▶ _THE TASK_
Count the lines in the items below that contain the string "yellow", treating uppercase and lowercase as different. Reply with the number alone.

▶ _TASK INPUTS_
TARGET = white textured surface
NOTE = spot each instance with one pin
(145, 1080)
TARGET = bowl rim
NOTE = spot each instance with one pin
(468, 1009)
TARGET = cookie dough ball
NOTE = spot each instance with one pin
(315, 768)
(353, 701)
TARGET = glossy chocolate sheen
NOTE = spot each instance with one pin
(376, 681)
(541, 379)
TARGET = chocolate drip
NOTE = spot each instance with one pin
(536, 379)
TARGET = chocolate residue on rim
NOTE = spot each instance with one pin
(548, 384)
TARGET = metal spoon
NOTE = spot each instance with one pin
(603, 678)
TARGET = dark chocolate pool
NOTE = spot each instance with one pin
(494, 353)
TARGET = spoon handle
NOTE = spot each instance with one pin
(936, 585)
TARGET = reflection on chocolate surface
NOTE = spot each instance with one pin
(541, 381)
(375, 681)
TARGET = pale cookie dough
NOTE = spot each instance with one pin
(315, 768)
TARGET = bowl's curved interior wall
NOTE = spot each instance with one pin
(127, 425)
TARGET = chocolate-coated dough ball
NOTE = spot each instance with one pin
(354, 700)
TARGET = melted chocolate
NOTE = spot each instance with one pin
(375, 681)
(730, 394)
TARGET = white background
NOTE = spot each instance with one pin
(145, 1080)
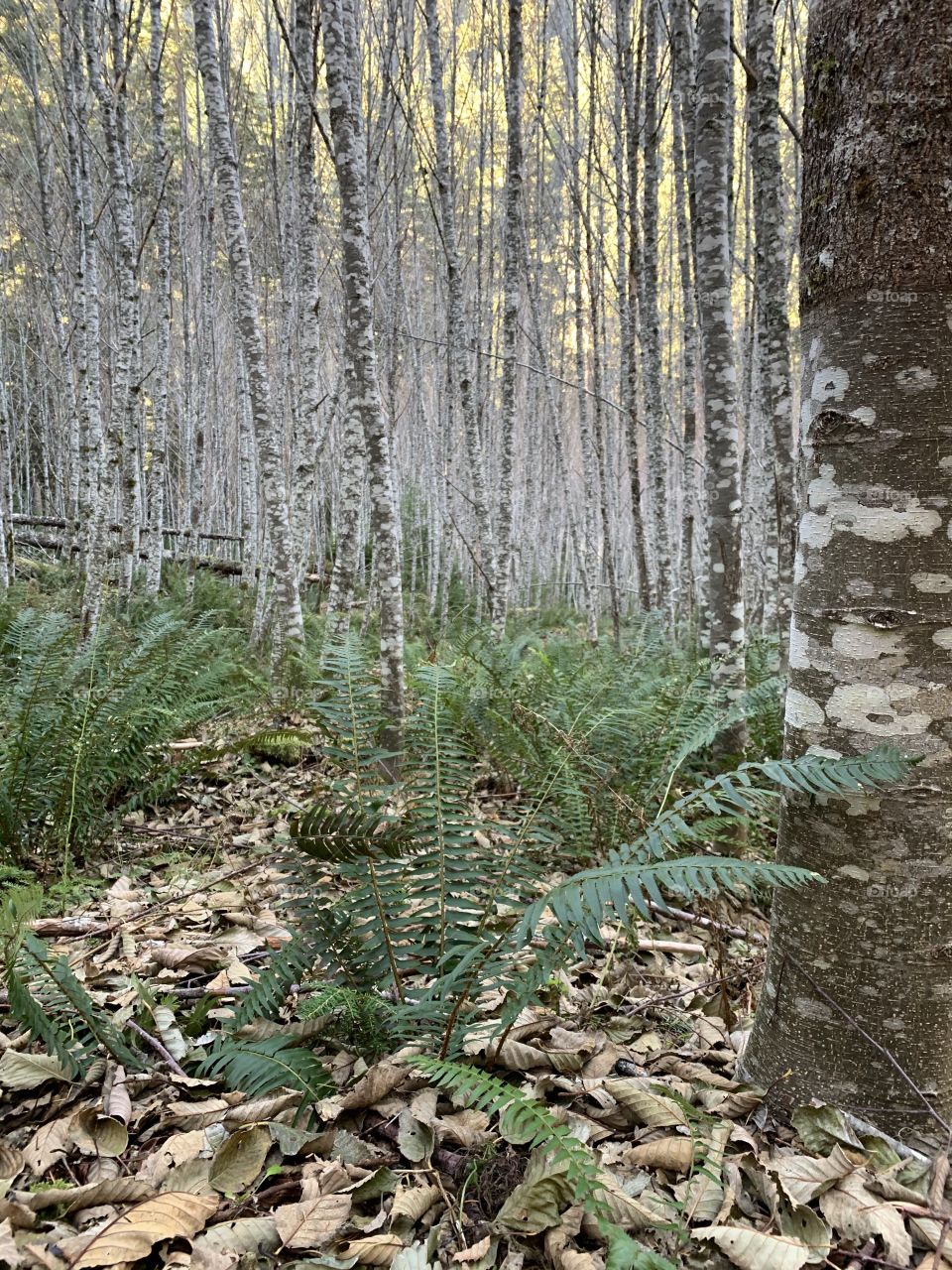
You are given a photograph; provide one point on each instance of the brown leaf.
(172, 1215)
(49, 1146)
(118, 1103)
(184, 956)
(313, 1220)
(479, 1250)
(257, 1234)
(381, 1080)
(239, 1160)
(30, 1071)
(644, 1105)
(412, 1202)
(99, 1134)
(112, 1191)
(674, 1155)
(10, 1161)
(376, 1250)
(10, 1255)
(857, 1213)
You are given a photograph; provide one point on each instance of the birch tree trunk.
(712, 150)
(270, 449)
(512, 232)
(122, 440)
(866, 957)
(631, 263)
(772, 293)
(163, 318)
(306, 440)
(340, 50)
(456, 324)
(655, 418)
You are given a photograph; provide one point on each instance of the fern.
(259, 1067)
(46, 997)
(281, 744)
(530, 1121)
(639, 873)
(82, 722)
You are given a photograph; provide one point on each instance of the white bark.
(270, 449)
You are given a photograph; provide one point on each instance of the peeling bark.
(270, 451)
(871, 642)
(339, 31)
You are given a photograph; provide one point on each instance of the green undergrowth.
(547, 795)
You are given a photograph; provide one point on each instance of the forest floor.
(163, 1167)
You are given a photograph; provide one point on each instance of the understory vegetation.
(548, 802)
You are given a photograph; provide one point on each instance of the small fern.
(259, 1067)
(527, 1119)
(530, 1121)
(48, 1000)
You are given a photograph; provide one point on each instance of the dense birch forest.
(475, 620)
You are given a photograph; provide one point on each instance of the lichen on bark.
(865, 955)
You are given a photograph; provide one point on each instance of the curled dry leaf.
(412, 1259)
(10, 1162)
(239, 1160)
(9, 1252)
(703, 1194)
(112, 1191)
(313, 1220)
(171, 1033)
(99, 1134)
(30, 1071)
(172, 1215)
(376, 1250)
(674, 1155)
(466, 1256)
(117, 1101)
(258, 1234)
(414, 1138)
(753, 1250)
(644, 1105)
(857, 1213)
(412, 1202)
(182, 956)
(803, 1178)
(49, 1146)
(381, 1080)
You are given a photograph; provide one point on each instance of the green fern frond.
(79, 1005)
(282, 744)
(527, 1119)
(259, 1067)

---

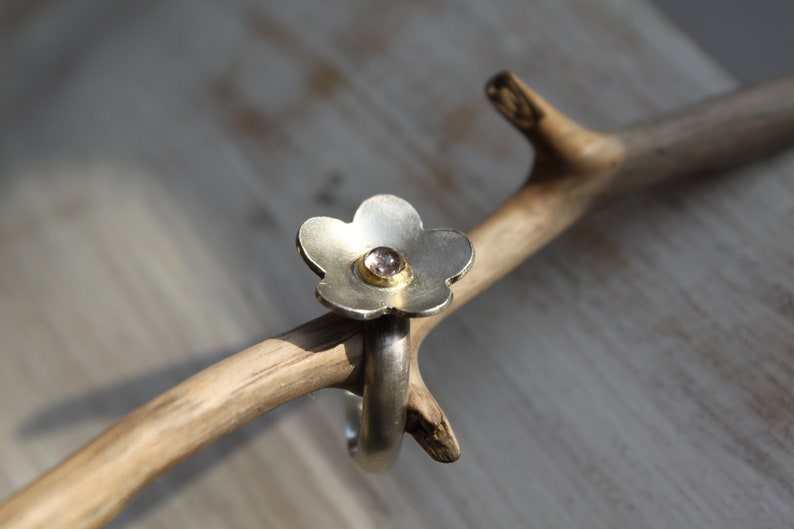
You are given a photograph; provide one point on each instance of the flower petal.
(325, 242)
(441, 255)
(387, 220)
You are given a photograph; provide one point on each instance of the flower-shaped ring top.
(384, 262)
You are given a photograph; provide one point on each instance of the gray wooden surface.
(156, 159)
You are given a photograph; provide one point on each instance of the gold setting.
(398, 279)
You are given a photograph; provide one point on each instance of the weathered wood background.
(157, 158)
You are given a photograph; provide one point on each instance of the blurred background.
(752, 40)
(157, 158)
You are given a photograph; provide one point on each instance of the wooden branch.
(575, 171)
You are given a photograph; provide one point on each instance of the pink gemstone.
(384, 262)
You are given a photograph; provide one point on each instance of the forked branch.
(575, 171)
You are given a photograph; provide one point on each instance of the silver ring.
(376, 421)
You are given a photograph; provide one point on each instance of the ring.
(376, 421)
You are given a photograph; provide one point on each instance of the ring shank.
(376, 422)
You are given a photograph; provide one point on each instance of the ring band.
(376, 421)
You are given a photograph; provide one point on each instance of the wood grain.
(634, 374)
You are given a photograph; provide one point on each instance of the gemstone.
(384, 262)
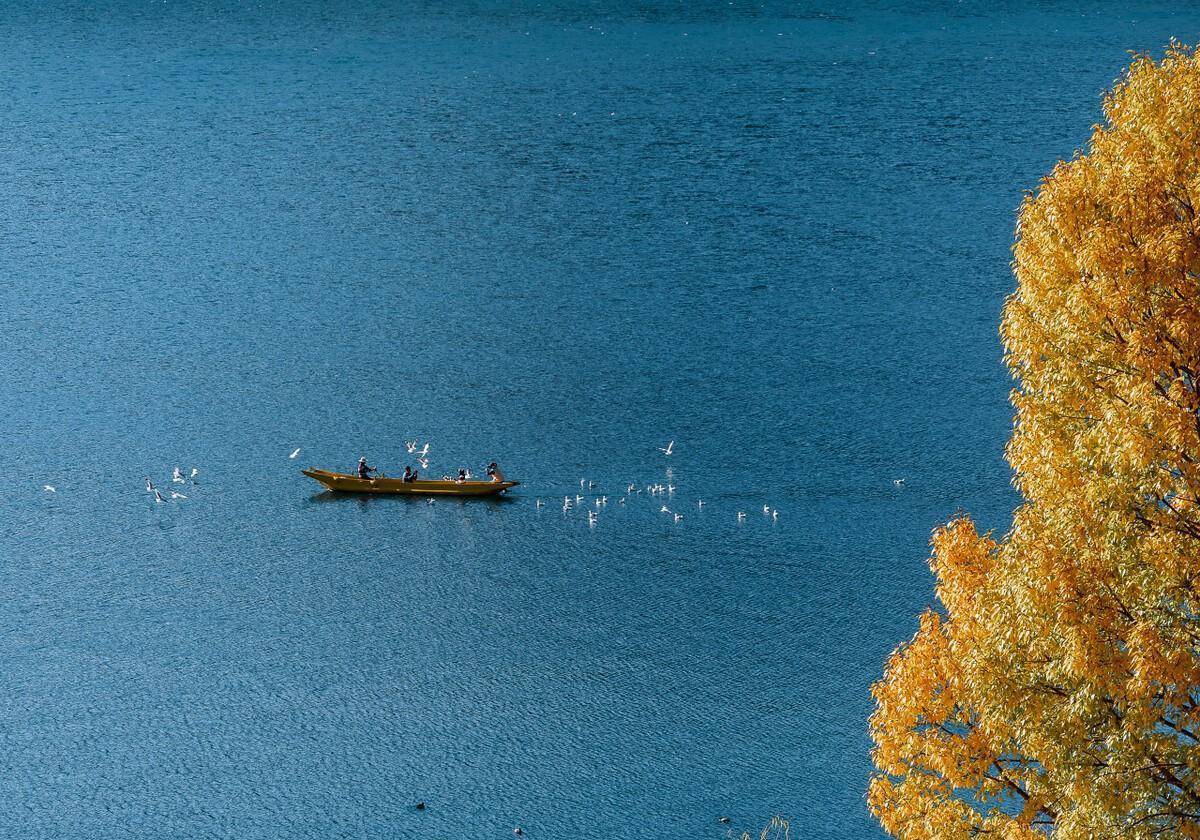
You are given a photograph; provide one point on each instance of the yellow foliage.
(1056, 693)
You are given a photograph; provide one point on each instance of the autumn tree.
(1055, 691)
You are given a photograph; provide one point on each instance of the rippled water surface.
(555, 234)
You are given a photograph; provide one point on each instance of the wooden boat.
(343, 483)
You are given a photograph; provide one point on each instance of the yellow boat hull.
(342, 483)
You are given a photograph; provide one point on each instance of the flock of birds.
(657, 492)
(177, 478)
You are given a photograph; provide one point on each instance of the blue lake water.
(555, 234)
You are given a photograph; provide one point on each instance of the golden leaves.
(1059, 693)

---

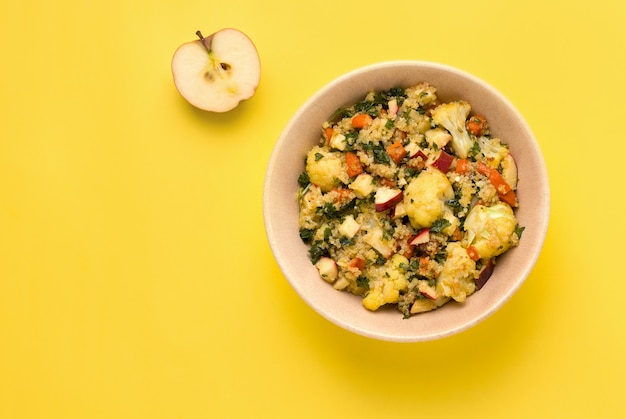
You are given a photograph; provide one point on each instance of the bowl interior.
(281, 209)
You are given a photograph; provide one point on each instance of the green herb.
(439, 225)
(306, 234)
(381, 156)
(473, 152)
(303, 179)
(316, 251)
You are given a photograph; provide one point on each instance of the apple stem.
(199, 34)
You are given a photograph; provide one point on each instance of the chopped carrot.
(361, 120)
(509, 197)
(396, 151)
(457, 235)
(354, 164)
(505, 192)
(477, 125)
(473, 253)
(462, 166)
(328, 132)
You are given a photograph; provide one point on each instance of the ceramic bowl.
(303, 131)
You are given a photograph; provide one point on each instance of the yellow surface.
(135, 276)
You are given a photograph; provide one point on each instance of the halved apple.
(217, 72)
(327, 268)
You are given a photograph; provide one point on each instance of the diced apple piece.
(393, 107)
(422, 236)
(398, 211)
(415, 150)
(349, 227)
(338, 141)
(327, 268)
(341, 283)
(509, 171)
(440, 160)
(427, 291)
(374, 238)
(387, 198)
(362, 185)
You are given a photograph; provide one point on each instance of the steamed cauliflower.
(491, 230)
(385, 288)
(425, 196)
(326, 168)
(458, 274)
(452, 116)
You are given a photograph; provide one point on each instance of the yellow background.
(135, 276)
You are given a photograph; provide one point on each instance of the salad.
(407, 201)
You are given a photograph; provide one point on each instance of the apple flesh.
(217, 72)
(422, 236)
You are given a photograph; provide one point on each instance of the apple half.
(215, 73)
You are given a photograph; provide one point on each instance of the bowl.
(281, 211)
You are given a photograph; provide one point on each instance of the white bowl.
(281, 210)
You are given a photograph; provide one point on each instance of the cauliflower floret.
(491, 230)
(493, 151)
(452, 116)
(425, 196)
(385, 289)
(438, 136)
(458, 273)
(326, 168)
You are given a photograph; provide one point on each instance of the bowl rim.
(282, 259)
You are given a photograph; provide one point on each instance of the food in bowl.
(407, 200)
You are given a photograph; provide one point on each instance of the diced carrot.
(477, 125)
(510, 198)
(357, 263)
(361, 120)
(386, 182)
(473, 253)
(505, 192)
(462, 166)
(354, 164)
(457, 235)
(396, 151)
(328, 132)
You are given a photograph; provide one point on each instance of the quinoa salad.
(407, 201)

▶ _CORRECT RESPONSE_
4